> [Short exercise]: Reproduce all the entries exactly.

##### Material

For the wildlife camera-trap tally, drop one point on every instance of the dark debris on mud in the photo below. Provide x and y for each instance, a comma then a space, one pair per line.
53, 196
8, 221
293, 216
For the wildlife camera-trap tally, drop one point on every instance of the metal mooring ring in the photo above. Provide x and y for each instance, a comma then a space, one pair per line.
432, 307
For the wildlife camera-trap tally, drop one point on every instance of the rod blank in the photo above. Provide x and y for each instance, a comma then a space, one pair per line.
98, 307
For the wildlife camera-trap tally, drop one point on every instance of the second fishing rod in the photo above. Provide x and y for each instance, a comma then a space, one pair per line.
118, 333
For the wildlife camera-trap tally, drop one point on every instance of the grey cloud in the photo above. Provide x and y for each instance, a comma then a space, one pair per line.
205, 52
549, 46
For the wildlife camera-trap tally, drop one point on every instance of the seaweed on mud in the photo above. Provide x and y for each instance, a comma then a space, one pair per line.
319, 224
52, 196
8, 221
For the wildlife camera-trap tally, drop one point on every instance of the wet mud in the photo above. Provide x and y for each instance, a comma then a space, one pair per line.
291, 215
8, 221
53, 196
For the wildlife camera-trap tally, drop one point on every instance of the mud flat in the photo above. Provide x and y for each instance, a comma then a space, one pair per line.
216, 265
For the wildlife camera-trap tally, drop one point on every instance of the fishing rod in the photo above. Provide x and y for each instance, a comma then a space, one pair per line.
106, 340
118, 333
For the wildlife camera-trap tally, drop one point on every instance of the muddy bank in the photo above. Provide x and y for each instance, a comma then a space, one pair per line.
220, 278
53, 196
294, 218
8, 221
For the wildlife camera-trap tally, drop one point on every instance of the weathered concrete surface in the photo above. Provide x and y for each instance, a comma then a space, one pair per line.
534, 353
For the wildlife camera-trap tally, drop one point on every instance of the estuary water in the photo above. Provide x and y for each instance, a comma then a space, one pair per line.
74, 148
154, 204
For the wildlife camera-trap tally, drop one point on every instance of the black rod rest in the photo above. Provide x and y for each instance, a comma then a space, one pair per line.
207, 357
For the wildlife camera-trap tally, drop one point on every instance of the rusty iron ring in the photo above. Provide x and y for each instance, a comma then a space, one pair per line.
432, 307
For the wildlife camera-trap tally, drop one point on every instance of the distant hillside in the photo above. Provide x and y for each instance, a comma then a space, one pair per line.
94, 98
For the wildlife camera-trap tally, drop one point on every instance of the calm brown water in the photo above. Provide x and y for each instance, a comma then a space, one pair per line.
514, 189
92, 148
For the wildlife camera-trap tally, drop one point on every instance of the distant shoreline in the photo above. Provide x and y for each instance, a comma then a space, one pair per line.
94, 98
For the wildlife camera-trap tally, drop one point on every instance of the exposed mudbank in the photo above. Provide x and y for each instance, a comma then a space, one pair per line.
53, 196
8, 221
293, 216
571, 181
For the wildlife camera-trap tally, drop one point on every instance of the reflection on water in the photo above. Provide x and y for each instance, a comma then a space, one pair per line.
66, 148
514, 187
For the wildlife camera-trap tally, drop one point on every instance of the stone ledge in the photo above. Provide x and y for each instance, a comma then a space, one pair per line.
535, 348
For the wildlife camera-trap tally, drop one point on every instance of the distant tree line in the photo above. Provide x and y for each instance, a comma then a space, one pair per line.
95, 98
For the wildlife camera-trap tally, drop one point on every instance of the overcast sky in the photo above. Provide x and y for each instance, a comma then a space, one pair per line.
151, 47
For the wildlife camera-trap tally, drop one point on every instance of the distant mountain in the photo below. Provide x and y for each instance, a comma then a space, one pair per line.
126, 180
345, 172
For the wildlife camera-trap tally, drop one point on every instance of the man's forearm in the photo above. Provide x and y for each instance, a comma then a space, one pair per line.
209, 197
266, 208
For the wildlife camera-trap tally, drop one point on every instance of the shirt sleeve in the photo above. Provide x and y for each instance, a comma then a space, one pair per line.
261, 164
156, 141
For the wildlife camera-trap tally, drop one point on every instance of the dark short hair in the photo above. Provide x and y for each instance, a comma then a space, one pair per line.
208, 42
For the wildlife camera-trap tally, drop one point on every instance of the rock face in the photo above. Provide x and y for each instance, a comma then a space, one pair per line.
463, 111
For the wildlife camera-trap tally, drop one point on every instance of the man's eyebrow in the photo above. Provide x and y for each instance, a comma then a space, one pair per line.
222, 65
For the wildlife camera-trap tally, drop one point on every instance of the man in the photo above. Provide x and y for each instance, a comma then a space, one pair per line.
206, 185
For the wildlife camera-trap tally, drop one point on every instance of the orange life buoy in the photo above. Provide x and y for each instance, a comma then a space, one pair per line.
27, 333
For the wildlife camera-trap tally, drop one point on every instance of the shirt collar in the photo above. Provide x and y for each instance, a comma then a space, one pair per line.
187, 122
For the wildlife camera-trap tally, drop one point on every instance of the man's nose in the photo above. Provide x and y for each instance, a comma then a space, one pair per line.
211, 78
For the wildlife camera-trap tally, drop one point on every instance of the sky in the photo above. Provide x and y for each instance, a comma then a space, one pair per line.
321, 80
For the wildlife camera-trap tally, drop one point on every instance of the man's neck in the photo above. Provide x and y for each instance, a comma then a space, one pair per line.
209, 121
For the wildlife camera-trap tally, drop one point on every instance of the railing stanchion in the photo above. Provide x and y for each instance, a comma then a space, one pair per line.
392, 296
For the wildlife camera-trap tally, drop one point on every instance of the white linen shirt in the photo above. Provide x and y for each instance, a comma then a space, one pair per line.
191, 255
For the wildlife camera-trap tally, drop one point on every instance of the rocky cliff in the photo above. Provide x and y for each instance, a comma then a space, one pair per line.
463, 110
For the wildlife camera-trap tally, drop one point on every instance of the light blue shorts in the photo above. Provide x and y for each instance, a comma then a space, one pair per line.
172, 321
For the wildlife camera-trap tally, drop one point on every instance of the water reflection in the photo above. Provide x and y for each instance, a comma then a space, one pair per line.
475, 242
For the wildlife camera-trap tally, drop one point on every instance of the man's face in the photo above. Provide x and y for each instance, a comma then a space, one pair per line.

##########

> [Exercise answer]:
For the wildlife camera-trap tally, drop one point on every instance of the dark debris on mud in the photo below. Provide x and y for each instance, a comma then a space, one pair per line.
53, 196
8, 221
293, 216
For the wildlife camera-trap tally, drop one point on every instance of the metal mooring ring in the photo above. Provide x and y for each instance, a comma then a space, one pair per line.
432, 307
For the wildlife camera-trap tally, drop one point on every instance of the rod blank in the photo above. Provide x and y for each instance, a comma then a space, one pair per line.
98, 307
For the wildlife camera-trap tally, drop one point on every instance of the second fishing rod in the photo above. Provide x and y for each instance, a comma then a space, one pair per line.
118, 333
For the wildlife camera-trap tally, drop one point on every instance of the grey cloud in the photo above. Provide x and y for each instance, a comma then a space, one pair per line.
205, 52
549, 46
For the wildlife camera-trap tally, drop one point on every instance of the seaweed on mud in the photo above. Provide x and y for each instance, a comma then a space, one pair per line.
319, 224
52, 196
8, 221
For the wildlife camera-trap tally, drop one point on every instance of the wet mud in the photo above. Provide x and y for each instance, a comma then a space, one pair per line.
291, 215
8, 221
53, 196
For the wildlife camera-trap tally, drop one point on every instance of the mud flat in the photo above. Provide x and y for each instance, a comma then a space, one pair per line.
216, 265
For the wildlife camera-trap tally, drop one point on every instance of the fishing rod in the photo above. Provide x and y for each instance, a comma then a space, one pair per line.
106, 340
118, 333
For the wildlife camera-trap tally, drop one point on every instance of the muddy bank in the photo above. Provide x and y for each instance, a comma then a space, one pair per line.
220, 278
53, 196
294, 218
8, 221
For the wildlife camera-trap tally, drop one point on every instance of the weathered concrete surface in the photo above. Provide x and y for each instance, a comma then a space, one pair per line.
534, 353
For the wildlife camera-trap tally, drop one point on every instance of the estuary water in the photo above. Provide x and y for each instance, a comma then a space, one pair per line.
74, 148
154, 204
For the wildlife camera-trap tally, drop one point on every instance of the black rod rest in the photo above. Provide x and y for each instance, a comma then a space, one pair per line.
207, 357
For the wildlife camera-trap tally, drop one point on every instance of the rusty iron ring in the photo above. Provide x and y for each instance, a comma then a space, one pair per line.
432, 307
For the wildlife camera-trap tally, drop one point on every instance of the distant hillside in the photo above. Provide x and y for each instance, a comma then a space, one pair per line.
94, 98
For the wildlife camera-trap tally, drop one point on every instance of the calm brown water in the photo above. Provide x and y for each instance, a comma then a space, one pair per line.
514, 189
92, 148
For the wildlife camera-trap tally, drop one point on every instance of the distant shoreline in the photo above. Provide x and y for each instance, a comma then a space, one pair per line.
94, 98
For the wildlife camera-trap tally, drop one point on every instance of the exposed mudbank in the photo above. Provide x and y for each instance, a comma then a space, one pair per line.
53, 196
8, 221
293, 216
571, 181
For the wildlife camera-trap tally, drop one point on every instance of the reflection on water in the photo above. Provide x and y for each instance, a comma then a space, one pair per line.
66, 148
514, 187
For the wildlife camera-trap tally, drop one point on every instance of the stone ledge in the photo above. Provide x and y for each instance, a comma then a space, one pair per line.
535, 348
For the wildlife camera-trap tally, drop one point on every instance of the distant tree line in the photo above. Provide x and y for each instance, a comma then a space, one pair per line.
95, 98
For the wildlife camera-trap tally, drop one point on every instance of the overcast sky in the photo above. Provide x and y for each instance, a comma then a space, one pair per line.
151, 47
For the wildlife camera-trap tally, drop one point on every instance of the distant mountain in the photo below. Provide x and y for each instance, a comma then a space, one pair per line.
126, 180
345, 172
For the wildlife camera-trap tally, drop one point on every instance of the man's forearm in the photo above. Provide x and y for each instance, a comma then a space, one pair per line.
209, 197
266, 208
For the wildlife camera-trap tally, drop one point on every instance of the shirt sleeve in the photo above. Provide x and y for each instance, a comma then a space, one pair per line.
261, 164
156, 141
For the wildlife camera-trap tally, drop one point on every instance of the dark short hair in the photo above. Provide x and y for each instance, a comma then a space, one pair per line.
208, 42
For the wildlife camera-trap tally, drop one point on every instance of the rock face in the photo above. Provide x and y for each instance, a comma then a space, one pair per line.
463, 111
For the wildlife camera-trap tally, drop one point on every instance of the man's eyebrow in the photo above. Provide x and y for each instance, a comma then a space, one pair per line.
222, 65
For the wildlife camera-trap tally, drop one point on every instance of the man in the photo above. Provide x and y for each instance, a comma then a space, one pair per line.
206, 185
For the wildlife camera-trap tally, drop one point on every instance of the orange life buoy in the photo above. Provide x and y for each instance, a comma then a space, one pair per line.
27, 333
For the wildlife camera-trap tally, drop one point on every instance of the shirt collar in the photo above. Provide x and y for each instance, a comma then a space, one pair per line.
187, 122
For the wildlife camera-trap tally, drop one point on every instance of the man's nose in the photo above. Provide x and y for each instance, a comma then a space, one pair per line.
211, 78
For the wildlife camera-trap tally, drop one point on every instance of the sky in the photo above. Provide x and y for each instance, a comma then a space, one pair per line.
321, 80
For the wildlife camera-trap tally, drop one point on every instance of the man's neck in the photo above. Provide x and y for each instance, a comma then a space, one pair per line.
209, 121
For the wildlife camera-trap tally, drop one point on every instance of the railing stanchion in the photo above. Provide x and y for each instance, a comma then a space, one pair per line.
392, 296
For the wildlife camera-trap tally, drop one point on every instance of the white linen shirt in the photo above. Provide x and y for each instance, a comma then a space, one pair per line.
191, 255
For the wildlife camera-trap tally, drop one point on every instance of the rocky cliff in the photo above. Provide x and y for each instance, a comma then a space, one pair per line.
463, 110
For the wildlife camera-trap tally, drop one point on every instance of the light blue shorts in the photo above. Provide x and y for each instance, a comma then a space, one pair per line.
172, 321
For the wildlife camera-trap tally, drop one point on every instance of the water reflection in the photo above. Provide x and y for each instance, a comma then a space, one pair per line.
475, 242
For the wildlife camera-trap tally, drop one point on every instance of the man's face in the photo above. Provide x and y for each instance, a comma then a space, one pair per line.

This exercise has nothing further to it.